* _Extrahierter Text_
Im Rahmen eines Verfahrens zur Aussetzung der Vollziehung der 9. Senat des Finanzgerichts Münster am 26. September 2019 beschlossen (Az. 9 V 1280/19 AO), dass ein Zollamt bei einem im EU-Ausland ansässigen Transportunternehmen eine Prüfung bezüglich der Vorschriften des Mindestlohngesetzes (MiLoG) durchführen darf.
Die Antragstellerin ist eine in Tschechien ansässige Kapitalgesellschaft, die dort ein Speditionsunternehmen betreibt. Im Juli 2018 überprüften Mitarbeiter des Hauptzollamts auf einem Autobahnparkplatz einen Lkw der Antragstellerin. Der Fahrer gab an, dass er 8 bis 10 Stunden pro Tag für einen Monatslohn von 1.500 € arbeite. Aus den vom Fahrer übergebenen Unterlagen ergab sich, dass dieser auch Transporte zu Empfängern in Deutschland durchgeführt hatte.

* _Bereitgestellte Daten_

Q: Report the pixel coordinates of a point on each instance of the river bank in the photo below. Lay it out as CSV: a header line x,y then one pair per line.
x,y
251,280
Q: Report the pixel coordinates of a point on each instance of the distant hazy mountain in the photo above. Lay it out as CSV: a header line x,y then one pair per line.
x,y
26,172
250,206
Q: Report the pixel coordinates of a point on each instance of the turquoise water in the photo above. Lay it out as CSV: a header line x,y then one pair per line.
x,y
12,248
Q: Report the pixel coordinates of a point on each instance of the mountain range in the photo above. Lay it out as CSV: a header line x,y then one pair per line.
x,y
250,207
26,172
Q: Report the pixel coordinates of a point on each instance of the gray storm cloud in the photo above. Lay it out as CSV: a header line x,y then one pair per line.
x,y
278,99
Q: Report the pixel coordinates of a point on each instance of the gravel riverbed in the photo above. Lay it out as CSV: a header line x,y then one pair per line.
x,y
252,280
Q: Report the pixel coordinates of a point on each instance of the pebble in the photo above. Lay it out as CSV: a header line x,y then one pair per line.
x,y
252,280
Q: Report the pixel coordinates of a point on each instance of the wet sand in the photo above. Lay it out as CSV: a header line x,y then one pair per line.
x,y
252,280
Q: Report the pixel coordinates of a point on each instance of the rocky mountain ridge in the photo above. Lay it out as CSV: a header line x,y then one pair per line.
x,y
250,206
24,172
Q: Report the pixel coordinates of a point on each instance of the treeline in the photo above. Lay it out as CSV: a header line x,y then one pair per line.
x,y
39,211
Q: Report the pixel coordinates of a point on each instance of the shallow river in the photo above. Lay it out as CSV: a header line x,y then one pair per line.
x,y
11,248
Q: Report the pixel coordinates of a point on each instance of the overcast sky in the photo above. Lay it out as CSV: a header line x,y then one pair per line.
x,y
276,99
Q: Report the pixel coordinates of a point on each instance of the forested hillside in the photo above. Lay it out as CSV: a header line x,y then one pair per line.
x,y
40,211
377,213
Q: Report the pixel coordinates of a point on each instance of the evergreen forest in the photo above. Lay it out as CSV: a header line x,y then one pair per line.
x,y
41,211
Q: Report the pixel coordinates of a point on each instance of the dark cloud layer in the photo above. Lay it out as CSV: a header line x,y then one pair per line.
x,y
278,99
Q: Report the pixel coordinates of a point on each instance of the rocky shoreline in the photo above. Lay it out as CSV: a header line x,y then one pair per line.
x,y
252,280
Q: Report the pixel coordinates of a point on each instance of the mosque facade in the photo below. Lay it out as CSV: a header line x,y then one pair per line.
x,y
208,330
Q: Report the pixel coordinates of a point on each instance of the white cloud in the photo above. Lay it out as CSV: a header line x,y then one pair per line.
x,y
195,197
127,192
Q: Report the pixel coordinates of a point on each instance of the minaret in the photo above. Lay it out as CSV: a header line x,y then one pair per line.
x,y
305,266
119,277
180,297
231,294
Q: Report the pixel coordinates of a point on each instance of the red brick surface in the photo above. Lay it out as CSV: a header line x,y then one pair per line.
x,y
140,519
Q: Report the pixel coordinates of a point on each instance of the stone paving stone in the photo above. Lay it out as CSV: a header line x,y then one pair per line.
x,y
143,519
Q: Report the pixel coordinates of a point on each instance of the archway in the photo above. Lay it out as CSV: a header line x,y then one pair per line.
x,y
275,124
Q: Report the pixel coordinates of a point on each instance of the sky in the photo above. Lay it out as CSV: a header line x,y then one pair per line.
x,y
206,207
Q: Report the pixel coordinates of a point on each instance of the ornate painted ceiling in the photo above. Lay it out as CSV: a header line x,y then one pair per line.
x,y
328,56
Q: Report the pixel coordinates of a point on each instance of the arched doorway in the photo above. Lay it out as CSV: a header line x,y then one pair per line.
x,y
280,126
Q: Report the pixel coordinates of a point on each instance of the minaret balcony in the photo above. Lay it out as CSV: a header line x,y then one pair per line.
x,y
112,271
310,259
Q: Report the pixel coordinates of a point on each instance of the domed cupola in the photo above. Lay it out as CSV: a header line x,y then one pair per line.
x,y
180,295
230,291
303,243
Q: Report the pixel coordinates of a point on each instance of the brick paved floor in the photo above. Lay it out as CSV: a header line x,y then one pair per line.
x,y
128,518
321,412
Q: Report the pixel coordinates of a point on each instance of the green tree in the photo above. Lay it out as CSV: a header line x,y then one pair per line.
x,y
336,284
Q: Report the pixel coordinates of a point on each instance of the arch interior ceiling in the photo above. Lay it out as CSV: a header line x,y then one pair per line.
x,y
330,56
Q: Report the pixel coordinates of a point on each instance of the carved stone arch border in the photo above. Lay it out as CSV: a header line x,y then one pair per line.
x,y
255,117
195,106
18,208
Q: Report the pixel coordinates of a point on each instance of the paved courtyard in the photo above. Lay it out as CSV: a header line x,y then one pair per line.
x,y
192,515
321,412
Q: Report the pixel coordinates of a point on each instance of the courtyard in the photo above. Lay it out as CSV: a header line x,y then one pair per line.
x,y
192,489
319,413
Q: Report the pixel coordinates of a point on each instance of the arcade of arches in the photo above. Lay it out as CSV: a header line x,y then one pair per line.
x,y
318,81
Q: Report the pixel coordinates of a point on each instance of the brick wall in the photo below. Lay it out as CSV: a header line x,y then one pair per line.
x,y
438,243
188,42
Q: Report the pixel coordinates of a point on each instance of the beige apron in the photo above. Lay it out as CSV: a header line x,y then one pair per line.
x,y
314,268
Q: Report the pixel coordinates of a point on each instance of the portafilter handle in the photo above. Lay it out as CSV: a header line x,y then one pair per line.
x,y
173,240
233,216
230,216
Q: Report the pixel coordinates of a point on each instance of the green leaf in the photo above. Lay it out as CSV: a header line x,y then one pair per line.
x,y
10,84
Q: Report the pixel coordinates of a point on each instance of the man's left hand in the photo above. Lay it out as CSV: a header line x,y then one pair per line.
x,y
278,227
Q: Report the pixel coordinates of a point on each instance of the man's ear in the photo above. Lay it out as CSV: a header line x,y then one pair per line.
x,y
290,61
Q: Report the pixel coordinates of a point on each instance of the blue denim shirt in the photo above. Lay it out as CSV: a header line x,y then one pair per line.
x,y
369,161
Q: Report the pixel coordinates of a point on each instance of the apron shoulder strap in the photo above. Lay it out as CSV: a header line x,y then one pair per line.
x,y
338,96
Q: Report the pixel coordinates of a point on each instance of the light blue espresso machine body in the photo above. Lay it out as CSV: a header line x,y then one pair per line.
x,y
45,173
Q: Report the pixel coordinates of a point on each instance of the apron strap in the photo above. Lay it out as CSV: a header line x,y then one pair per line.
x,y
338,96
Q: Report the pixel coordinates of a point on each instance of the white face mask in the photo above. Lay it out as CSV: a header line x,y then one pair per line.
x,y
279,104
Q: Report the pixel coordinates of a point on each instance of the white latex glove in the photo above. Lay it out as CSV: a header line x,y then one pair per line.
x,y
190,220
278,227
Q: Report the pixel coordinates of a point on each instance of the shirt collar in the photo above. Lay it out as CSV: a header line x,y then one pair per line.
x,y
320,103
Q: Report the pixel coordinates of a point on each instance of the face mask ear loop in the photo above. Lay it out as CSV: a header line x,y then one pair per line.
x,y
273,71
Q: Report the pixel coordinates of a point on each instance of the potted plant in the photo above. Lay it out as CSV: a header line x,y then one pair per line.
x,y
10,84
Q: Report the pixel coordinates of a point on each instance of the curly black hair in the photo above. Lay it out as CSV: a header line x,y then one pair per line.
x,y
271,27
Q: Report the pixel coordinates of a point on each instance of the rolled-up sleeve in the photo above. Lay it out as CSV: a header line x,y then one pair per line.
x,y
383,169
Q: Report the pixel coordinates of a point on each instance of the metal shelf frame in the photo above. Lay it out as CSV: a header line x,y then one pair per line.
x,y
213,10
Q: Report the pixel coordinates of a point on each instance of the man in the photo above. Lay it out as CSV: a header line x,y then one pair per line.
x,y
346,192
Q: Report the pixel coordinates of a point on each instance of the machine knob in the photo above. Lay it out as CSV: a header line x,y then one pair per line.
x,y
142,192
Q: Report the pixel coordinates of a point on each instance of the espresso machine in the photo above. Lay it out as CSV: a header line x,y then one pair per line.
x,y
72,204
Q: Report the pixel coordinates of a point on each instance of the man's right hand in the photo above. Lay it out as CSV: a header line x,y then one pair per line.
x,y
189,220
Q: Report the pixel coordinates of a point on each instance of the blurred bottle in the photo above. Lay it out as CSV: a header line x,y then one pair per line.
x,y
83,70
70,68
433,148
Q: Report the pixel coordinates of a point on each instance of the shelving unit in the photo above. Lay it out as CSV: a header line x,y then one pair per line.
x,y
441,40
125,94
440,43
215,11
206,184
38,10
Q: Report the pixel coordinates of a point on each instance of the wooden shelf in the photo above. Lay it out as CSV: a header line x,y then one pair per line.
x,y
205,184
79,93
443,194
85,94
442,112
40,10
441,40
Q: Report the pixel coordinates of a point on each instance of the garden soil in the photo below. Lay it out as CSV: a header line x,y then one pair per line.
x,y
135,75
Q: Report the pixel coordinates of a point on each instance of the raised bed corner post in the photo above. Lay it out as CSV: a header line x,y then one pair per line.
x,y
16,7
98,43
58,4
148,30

* _Die Aufgabe_
Setze den Text über den Beschluss des Finanzgerichts Münster zur Mindestlohnprüfung bei einem tschechischen Speditionsunternehmen im Anschluss an seinen letzten Satz fort.

* _Antwort dazu_
Das Hauptzollamt erließ daraufhin gegenüber der Antragstellerin eine Prüfungsverfügung, die das Beschäftigungsverhältnis des angetroffenen Fahrers für den Zeitraum 1. Juni bis 10. Juli 2018 im Hinblick auf die Vorschriften des MiLoG umfassen sollte. Hiergegen wandte die Antragstellerin ein, dass dieses Gesetz auf EU-Ausländer nicht anwendbar sei. Nach erfolglosem Einspruchsverfahren erhob sie Klage und stellte außerdem einen Antrag auf Aussetzung der Vollziehung der Prüfungsverfügung.
Der 9. Senat des Finanzgerichts Münster hat den Aussetzungsantrag abgelehnt. Nach der im Aussetzungsverfahren gebotenen summarischen Prüfung bestünden keine ernstlichen Zweifel an der Rechtmäßigkeit der Prüfungsverfügung. Das MiLoG gelte auch für ausländische Arbeitgeber, soweit sie Arbeitnehmer im Inland beschäftigten. Es könne jedenfalls nicht ausgeschlossen werden, dass die Antragstellerin den angetroffenen Fahrer im Inland beschäftigt habe. Im Hinblick auf europarechtliche Vorschriften sei derzeit zwar noch nicht abschließend geklärt, unter welchen Voraussetzungen Transportunternehmen im Inland Arbeitnehmer beschäftigten.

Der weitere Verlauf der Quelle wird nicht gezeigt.